- VORGEGEBENER TEXT
• • • • • • •

Eines Tages allerdings stirbt Angel. Ein bis dahin nicht erkannter Granatsplitter in seinem Rückenmark bringt ihm einen schnellen Tod. Die anderen Männer sind verzweifelt – auch Bud ...

„The Men” ist eindeutig ein Melodrama, weniger im Sinne eines Douglas Sirk, ja, man könnt fast sagen: ein „nüchternes” Melodrama, in dem keine Gefühlsduselei betrieben wird, obwohl das Sentimentale insbesondere in der Beziehung zwischen Bud und Ellen eine tragende Rolle spielt. Aber selbst dieses Sentimentale bleibt einer fast sachlichen Ebene verhaftet. Ellen kämpft um die Beziehung der beiden und vor allem um Bud, den sie aus seiner Lethargie herausholen will. Immer wieder beteuert sie, nicht aus Mitleid mit ihm zusammen sein zu wollen, sondern aus Liebe.

„The Men” zeigt die Hindernisse auf, die für die schwerverletzten Soldaten des Weltkrieges mit Dauerschäden ein „normales” Leben so schwierig machen. Doch der Film ist nicht auf amerikanische Soldaten zugeschnitten; er könnte genauso gut in jedem anderen Land der Erde spielen. Die Vorbehalte vieler Menschen gegen diejenigen, die aus dem Krieg in den Rollstuhl mussten, werden ebenso deutlich gemacht wie die etwa der Eltern von Ellen, die ihrer Tochter die Ehe mit Bud ausreden wollen. Sie wäre dann keine Ehefrau, sondern Krankenschwester. Auch Ellen selbst gerät an einen Punkt – nach der Hochzeit, im eigenen Haus, das sie hergerichtet hat –, an dem sie an der Beziehung zu Bud zu zweifeln beginnt.

• • • • • • •

- EXTRAHIERTE ZEILEN
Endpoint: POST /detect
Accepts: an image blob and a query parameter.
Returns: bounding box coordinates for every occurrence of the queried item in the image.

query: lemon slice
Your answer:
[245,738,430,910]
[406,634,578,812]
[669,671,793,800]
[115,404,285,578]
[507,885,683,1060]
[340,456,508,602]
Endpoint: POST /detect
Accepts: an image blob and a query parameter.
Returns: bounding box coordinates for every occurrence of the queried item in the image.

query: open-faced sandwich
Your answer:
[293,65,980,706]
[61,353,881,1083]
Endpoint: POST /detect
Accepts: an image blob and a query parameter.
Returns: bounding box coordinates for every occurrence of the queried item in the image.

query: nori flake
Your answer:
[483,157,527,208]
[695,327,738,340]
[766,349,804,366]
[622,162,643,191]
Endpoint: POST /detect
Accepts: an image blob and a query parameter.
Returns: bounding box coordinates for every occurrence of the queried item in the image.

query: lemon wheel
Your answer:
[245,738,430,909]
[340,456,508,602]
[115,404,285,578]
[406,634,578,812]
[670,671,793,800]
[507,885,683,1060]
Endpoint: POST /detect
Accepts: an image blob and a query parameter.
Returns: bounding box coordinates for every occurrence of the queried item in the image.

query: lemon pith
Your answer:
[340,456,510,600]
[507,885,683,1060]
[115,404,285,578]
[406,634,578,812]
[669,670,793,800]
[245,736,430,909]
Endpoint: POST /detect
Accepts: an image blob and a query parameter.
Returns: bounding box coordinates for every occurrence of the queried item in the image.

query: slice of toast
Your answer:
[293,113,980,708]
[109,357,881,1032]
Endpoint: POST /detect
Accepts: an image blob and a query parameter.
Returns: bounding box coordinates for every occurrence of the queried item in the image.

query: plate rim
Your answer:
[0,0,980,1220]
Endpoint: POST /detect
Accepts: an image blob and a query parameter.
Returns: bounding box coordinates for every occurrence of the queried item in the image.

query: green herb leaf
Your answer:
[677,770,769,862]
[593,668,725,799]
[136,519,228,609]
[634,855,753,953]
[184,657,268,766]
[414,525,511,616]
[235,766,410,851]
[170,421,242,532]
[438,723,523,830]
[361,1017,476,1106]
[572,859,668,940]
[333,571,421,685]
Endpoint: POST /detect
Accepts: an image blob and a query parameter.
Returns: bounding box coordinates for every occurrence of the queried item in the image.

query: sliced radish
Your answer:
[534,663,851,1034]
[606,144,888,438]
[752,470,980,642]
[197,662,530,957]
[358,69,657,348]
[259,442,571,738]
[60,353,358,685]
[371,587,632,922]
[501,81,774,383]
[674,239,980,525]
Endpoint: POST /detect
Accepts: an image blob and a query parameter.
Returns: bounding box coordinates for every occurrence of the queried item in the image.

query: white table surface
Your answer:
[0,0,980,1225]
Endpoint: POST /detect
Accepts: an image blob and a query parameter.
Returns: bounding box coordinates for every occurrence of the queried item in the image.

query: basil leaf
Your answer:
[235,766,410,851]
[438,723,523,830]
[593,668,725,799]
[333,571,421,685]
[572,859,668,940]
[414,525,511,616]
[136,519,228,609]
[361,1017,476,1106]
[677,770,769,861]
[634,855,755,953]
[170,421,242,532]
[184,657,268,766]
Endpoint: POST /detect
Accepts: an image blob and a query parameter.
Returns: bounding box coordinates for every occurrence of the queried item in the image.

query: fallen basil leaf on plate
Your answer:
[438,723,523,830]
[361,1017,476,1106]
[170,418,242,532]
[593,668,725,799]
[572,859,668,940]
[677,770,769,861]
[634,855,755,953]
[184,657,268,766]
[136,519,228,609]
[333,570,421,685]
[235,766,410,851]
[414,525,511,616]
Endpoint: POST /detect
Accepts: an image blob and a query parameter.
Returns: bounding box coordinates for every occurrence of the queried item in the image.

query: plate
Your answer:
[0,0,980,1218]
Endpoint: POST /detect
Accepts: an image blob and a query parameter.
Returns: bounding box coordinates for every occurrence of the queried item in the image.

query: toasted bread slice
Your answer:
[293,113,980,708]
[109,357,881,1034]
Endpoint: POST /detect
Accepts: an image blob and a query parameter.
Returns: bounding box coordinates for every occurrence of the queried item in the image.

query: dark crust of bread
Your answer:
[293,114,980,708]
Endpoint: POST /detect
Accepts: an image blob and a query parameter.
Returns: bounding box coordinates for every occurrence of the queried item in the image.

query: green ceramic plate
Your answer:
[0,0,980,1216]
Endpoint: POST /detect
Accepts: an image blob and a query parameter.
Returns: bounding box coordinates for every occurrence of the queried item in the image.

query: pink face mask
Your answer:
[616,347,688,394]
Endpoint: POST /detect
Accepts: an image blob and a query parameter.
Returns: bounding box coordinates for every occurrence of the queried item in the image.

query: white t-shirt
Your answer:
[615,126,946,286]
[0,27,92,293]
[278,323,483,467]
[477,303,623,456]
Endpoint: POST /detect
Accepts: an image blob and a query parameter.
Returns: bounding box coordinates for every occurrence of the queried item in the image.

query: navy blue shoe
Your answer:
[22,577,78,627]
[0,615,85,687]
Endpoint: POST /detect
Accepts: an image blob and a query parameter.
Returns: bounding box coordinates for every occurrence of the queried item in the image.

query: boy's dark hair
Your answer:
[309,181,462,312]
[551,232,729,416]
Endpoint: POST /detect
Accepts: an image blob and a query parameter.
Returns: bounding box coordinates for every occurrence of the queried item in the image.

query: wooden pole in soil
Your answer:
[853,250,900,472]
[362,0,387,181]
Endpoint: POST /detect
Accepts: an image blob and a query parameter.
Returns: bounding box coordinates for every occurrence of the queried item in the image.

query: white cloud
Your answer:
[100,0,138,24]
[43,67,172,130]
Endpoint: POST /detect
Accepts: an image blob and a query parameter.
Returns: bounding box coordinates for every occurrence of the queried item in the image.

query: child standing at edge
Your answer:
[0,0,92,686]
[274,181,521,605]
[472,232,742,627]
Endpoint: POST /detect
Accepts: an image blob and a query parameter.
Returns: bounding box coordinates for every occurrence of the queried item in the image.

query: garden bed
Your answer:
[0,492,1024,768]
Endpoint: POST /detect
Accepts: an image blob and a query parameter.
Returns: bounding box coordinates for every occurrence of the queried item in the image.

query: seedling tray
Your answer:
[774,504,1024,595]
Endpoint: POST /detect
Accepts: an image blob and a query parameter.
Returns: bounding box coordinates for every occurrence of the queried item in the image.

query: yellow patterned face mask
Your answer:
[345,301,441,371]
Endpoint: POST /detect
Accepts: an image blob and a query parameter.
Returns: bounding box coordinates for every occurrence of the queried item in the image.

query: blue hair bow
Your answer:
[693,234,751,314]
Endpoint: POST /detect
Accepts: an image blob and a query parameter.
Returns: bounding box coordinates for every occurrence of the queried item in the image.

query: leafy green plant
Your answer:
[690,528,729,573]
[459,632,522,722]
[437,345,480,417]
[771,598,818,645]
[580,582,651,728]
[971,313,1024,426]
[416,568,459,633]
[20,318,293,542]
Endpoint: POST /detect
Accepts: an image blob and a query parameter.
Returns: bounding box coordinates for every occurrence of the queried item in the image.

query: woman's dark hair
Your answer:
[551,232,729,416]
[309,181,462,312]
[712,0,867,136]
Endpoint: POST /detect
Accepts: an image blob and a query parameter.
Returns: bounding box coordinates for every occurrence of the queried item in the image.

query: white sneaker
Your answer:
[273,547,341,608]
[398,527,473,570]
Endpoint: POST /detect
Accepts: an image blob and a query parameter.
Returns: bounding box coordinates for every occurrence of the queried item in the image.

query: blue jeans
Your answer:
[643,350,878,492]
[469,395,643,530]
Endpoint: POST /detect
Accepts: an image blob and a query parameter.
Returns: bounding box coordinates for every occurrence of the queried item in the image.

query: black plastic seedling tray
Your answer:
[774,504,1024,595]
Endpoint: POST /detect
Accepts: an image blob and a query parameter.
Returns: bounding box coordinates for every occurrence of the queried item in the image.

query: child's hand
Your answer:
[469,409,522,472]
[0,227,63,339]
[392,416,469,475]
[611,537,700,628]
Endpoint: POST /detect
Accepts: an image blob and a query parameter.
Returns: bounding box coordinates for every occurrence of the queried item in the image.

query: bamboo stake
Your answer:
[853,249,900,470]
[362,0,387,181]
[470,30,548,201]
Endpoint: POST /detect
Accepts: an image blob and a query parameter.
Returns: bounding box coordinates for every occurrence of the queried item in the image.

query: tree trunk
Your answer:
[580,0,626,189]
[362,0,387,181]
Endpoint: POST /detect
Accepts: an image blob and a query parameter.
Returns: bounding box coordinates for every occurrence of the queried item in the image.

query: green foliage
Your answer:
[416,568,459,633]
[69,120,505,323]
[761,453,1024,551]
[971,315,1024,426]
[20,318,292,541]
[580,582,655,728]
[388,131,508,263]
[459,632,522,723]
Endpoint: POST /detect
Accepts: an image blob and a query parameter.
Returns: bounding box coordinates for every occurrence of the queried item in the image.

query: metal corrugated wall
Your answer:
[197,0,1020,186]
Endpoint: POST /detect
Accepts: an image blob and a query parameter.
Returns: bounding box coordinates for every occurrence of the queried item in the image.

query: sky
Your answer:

• • • • • • •

- AUFGABEN
**a)** Gib den Text über den Film „The Men“ von „Eines Tages allerdings“ bis „sondern aus Liebe.“ wortgetreu wieder.
**b)** Führe den Text über den Film „The Men“ im Anschluss an seinen letzten Satz weiter.

- LÖSUNGEN
**a)**
Eines Tages allerdings stirbt Angel. Ein bis dahin nicht erkannter Granatsplitter in seinem Rückenmark bringt ihm einen schnellen Tod. Die anderen Männer sind verzweifelt – auch Bud ...

„The Men” ist eindeutig ein Melodrama, weniger im Sinne eines Douglas Sirk, ja, man könnt fast sagen: ein „nüchternes” Melodrama, in dem keine Gefühlsduselei betrieben wird, obwohl das Sentimentale insbesondere in der Beziehung zwischen Bud und Ellen eine tragende Rolle spielt. Aber selbst dieses Sentimentale bleibt einer fast sachlichen Ebene verhaftet. Ellen kämpft um die Beziehung der beiden und vor allem um Bud, den sie aus seiner Lethargie herausholen will. Immer wieder beteuert sie, nicht aus Mitleid mit ihm zusammen sein zu wollen, sondern aus Liebe.

**b)**
Diese Probleme – man könnte sagen der Wiedereingliederung der Schwerverletzten, aber auch des Respekts vor ihnen – werden von Zinnemann vielfältig geschildert – ebenso die Verzweiflung der Männer, etwa von Norm, der glaubt, in einer Frau „die richtige” gefunden zu haben, die es nur auf sein Geld abgesehen hat.

Die Zweifel von Ellen führen schließlich zu einem Unfall, den Bud mit dem Auto baut, und zu seiner Ausweisung aus dem Krankenhaus. Nur seine inzwischen wieder gewonnene innere Kraft befähigt ihn schließlich, nicht aufzugeben – auch Ellen nicht.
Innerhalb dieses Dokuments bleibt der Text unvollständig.